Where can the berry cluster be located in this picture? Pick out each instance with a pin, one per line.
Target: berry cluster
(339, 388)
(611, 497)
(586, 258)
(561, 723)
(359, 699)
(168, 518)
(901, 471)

**What to produce:** Rewrite the data above with "berry cluster" changed to "grape bunch" wherever it occurs, keeping every other part the same.

**Task result:**
Where can the grape bunch be located in this picture? Pick out each instance with a pin, one per line.
Target: grape bunch
(339, 388)
(611, 497)
(586, 258)
(561, 723)
(359, 699)
(168, 518)
(901, 471)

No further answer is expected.